> **Work instructions**
Retype exactly the lines from the line with "the wood grain" to the end of the data, keeping both boundary lines.

> **Material supplied**

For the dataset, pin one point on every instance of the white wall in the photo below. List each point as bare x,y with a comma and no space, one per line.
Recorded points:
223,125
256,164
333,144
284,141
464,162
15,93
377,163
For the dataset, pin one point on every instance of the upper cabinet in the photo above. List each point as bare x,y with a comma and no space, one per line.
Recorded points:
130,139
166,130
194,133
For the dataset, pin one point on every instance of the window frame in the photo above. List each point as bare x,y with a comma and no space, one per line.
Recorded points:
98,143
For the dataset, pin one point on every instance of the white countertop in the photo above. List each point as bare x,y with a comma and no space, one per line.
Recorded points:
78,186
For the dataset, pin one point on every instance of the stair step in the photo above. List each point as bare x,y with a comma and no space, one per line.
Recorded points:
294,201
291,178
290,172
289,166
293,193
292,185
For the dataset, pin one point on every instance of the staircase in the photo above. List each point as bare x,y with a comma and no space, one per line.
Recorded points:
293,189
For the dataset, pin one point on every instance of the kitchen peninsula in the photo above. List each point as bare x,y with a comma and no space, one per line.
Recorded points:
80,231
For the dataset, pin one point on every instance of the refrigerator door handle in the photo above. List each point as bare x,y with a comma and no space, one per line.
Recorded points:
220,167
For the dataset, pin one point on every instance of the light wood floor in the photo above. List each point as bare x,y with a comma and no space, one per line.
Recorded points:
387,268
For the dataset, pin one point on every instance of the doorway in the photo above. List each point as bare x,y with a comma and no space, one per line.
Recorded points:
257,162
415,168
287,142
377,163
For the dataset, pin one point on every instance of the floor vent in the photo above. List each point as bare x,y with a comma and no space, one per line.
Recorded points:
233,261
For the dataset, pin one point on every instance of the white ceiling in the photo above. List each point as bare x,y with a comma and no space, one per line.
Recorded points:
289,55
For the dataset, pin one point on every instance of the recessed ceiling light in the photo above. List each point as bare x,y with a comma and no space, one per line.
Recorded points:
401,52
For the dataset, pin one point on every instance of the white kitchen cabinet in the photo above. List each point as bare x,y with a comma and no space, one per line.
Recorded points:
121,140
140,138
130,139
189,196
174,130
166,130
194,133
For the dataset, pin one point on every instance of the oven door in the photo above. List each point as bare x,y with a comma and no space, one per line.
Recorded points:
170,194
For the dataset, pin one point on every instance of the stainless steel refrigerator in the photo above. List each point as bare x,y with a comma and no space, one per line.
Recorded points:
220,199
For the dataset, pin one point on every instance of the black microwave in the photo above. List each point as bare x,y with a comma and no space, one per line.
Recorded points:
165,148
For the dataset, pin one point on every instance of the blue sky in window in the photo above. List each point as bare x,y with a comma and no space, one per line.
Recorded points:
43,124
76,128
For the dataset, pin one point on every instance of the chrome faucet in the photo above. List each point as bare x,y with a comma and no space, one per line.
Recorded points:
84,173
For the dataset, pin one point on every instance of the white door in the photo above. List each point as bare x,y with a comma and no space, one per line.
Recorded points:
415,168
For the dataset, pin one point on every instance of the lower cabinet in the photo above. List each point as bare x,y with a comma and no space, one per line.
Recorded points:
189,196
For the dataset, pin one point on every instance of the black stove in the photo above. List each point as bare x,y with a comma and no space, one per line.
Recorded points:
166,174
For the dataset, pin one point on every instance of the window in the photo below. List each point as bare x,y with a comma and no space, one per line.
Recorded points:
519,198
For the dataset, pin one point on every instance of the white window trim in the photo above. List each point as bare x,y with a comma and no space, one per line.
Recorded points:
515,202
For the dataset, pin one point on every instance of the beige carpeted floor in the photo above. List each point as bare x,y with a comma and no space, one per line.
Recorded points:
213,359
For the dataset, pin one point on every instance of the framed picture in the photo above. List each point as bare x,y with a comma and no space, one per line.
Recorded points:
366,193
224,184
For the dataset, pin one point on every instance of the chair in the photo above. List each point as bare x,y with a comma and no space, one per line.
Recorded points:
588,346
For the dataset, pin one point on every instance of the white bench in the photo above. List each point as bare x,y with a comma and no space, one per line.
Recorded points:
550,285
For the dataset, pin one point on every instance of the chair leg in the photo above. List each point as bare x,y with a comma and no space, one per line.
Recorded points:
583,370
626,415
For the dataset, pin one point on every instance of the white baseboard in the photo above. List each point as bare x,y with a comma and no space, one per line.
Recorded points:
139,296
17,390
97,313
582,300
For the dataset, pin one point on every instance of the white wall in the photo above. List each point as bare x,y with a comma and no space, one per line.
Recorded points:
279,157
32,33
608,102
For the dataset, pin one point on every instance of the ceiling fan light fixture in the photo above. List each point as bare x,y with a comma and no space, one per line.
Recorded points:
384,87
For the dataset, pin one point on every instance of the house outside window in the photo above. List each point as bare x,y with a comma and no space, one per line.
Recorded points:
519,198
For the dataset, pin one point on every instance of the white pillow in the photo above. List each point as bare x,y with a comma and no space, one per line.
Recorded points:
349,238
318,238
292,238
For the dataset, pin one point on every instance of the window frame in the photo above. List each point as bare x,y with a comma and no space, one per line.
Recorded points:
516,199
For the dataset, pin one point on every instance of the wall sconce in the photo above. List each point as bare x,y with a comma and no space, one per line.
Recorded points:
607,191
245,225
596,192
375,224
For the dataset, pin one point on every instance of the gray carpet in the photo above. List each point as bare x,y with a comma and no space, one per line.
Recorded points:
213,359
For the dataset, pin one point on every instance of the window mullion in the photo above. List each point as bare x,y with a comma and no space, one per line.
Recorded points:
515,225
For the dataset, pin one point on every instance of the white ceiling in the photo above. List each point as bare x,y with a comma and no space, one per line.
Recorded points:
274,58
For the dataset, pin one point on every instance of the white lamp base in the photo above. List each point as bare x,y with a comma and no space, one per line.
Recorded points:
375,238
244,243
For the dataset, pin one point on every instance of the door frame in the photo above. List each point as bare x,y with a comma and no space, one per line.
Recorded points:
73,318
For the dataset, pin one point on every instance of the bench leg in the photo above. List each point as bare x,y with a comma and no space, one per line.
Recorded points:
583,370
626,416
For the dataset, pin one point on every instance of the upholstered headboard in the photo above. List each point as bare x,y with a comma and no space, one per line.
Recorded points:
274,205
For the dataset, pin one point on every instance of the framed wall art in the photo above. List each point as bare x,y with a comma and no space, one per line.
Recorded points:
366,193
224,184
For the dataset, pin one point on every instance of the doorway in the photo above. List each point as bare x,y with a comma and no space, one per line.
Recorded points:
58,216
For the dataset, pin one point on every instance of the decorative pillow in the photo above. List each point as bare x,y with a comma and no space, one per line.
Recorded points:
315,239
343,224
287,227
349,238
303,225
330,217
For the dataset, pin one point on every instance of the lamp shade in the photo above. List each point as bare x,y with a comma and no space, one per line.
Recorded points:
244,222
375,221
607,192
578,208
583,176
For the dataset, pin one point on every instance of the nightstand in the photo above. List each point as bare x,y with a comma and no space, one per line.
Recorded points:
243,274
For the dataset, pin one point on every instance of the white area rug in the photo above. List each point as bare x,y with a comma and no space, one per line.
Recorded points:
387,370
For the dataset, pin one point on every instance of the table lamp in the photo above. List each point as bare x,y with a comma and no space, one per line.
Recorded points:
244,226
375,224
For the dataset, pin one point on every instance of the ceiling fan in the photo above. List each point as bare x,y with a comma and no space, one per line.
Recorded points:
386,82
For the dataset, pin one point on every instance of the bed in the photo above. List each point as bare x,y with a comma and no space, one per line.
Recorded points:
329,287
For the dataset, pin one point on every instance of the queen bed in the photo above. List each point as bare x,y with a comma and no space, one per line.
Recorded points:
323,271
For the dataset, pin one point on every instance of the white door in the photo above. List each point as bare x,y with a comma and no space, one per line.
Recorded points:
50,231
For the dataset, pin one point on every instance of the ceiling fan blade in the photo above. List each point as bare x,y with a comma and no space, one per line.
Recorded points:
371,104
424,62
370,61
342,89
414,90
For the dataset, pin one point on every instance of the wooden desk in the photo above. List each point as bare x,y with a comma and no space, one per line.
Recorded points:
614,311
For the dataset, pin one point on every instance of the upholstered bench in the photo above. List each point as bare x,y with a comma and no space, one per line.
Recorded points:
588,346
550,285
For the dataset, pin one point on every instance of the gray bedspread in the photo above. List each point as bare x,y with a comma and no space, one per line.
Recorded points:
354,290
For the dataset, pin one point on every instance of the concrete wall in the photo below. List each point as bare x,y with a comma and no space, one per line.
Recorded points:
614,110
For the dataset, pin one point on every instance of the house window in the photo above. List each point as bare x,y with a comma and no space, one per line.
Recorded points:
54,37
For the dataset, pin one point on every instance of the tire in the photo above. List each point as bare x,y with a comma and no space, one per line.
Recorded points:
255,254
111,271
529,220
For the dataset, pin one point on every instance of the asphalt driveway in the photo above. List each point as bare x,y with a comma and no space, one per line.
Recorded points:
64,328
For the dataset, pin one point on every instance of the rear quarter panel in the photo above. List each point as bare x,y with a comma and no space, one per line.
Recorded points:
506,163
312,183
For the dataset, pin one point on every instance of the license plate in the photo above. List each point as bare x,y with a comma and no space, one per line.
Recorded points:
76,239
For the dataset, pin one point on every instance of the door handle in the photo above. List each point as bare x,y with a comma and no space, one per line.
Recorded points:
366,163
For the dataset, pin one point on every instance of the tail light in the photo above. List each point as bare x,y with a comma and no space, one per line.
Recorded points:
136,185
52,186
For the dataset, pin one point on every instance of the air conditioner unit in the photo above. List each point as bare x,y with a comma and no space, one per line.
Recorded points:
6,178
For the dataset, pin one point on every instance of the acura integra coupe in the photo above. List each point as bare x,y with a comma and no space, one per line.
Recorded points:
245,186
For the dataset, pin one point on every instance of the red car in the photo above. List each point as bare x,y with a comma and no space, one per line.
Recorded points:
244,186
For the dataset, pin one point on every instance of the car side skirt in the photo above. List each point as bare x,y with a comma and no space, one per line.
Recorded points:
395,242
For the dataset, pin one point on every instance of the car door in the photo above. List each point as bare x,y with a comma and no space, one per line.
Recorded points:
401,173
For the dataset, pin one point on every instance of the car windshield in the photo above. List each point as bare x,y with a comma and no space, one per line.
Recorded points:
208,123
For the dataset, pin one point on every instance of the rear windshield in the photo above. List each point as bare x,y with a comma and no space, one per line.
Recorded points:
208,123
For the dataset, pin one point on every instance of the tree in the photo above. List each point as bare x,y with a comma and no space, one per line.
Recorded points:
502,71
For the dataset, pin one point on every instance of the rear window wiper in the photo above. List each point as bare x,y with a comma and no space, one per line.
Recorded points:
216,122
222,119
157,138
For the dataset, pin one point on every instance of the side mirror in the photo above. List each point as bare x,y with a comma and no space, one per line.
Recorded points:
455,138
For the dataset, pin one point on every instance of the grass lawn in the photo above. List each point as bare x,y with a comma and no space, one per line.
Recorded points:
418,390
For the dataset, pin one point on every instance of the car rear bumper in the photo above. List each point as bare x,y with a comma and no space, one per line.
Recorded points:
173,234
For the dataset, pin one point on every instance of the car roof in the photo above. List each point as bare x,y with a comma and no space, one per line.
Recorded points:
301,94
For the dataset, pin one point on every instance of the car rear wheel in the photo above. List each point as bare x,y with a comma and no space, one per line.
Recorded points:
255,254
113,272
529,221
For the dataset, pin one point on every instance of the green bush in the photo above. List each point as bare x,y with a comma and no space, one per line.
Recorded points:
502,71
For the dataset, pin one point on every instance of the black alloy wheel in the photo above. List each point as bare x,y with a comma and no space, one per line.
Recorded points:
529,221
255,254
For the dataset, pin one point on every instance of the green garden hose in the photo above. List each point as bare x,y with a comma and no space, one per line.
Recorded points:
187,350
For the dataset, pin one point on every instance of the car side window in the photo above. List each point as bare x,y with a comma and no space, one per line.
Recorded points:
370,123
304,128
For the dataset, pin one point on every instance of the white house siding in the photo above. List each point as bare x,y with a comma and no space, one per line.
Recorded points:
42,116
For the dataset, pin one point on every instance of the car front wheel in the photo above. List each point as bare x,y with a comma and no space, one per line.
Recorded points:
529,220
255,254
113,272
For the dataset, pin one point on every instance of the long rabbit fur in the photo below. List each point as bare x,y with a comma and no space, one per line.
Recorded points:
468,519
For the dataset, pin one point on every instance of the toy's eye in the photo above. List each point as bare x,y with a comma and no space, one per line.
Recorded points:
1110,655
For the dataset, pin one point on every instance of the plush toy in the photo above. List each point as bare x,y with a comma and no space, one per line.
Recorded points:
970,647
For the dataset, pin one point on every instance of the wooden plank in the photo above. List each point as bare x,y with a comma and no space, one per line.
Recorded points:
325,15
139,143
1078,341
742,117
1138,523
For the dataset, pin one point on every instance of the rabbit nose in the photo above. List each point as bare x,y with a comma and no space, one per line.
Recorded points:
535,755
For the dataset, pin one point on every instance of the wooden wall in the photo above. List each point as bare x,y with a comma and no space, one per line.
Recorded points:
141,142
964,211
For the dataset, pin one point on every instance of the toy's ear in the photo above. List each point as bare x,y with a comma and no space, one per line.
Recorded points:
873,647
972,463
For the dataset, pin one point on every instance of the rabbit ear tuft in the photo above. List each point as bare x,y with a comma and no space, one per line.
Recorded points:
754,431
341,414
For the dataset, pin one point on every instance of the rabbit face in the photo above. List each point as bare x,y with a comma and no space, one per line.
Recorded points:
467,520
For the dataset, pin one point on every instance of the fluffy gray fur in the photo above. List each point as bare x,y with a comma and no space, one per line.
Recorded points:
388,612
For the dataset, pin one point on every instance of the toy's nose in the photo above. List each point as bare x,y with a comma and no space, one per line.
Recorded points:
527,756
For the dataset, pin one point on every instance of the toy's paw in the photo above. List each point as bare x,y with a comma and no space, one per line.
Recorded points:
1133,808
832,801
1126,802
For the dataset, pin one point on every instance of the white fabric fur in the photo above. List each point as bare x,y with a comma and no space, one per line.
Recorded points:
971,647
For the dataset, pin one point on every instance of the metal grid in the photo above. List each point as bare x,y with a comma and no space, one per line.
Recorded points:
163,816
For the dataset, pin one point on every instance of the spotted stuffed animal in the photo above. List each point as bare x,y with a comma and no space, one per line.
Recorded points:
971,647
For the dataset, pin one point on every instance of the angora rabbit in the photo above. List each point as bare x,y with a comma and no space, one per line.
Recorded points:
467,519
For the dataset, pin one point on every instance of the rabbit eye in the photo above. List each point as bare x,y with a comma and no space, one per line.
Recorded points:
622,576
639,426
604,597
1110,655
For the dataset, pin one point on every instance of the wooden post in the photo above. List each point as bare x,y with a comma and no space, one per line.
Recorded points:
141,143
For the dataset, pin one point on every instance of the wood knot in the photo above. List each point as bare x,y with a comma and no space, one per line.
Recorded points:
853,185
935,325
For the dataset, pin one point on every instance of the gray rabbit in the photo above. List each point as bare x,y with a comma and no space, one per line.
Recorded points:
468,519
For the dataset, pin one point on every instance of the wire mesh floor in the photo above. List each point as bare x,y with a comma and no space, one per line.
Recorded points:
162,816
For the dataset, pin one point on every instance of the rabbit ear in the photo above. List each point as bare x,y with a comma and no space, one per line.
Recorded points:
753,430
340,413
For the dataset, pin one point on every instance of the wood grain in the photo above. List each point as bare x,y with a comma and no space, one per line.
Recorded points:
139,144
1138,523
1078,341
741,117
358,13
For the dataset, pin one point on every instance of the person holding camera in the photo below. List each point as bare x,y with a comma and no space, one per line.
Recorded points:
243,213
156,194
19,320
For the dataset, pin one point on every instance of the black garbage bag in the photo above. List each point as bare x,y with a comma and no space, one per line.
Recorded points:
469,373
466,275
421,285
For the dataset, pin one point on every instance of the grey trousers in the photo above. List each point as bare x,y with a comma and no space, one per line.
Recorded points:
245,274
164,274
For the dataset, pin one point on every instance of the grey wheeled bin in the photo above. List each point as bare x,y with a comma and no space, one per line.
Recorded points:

> **Completed exercise**
For the dataset, pin one point on every instance of the wood grain in the photo above. List each point as bare x,y with a comma and no space, one per line.
Recorded points:
139,144
1138,523
1078,341
741,117
358,13
For the dataset, pin one point on every instance of the person holding camera in the photo below. List each point as bare x,y with a comma and no space, one per line.
Recorded points:
243,213
156,194
19,320
For the dataset, pin one point on every instance of the black garbage bag in the photo above. List each point as bare x,y with a comma and no space, one per line.
Recorded points:
469,373
466,275
421,285
For the dataset, pin one point on every instance of the grey trousers in the photo above. List each point as bare x,y with a comma and no space, one per line.
Recorded points:
245,274
164,274
For the dataset, pin one point on every instance of the grey wheeled bin in the photo above. List each point as bare x,y with a comma and no space, one per line.
Recorded points:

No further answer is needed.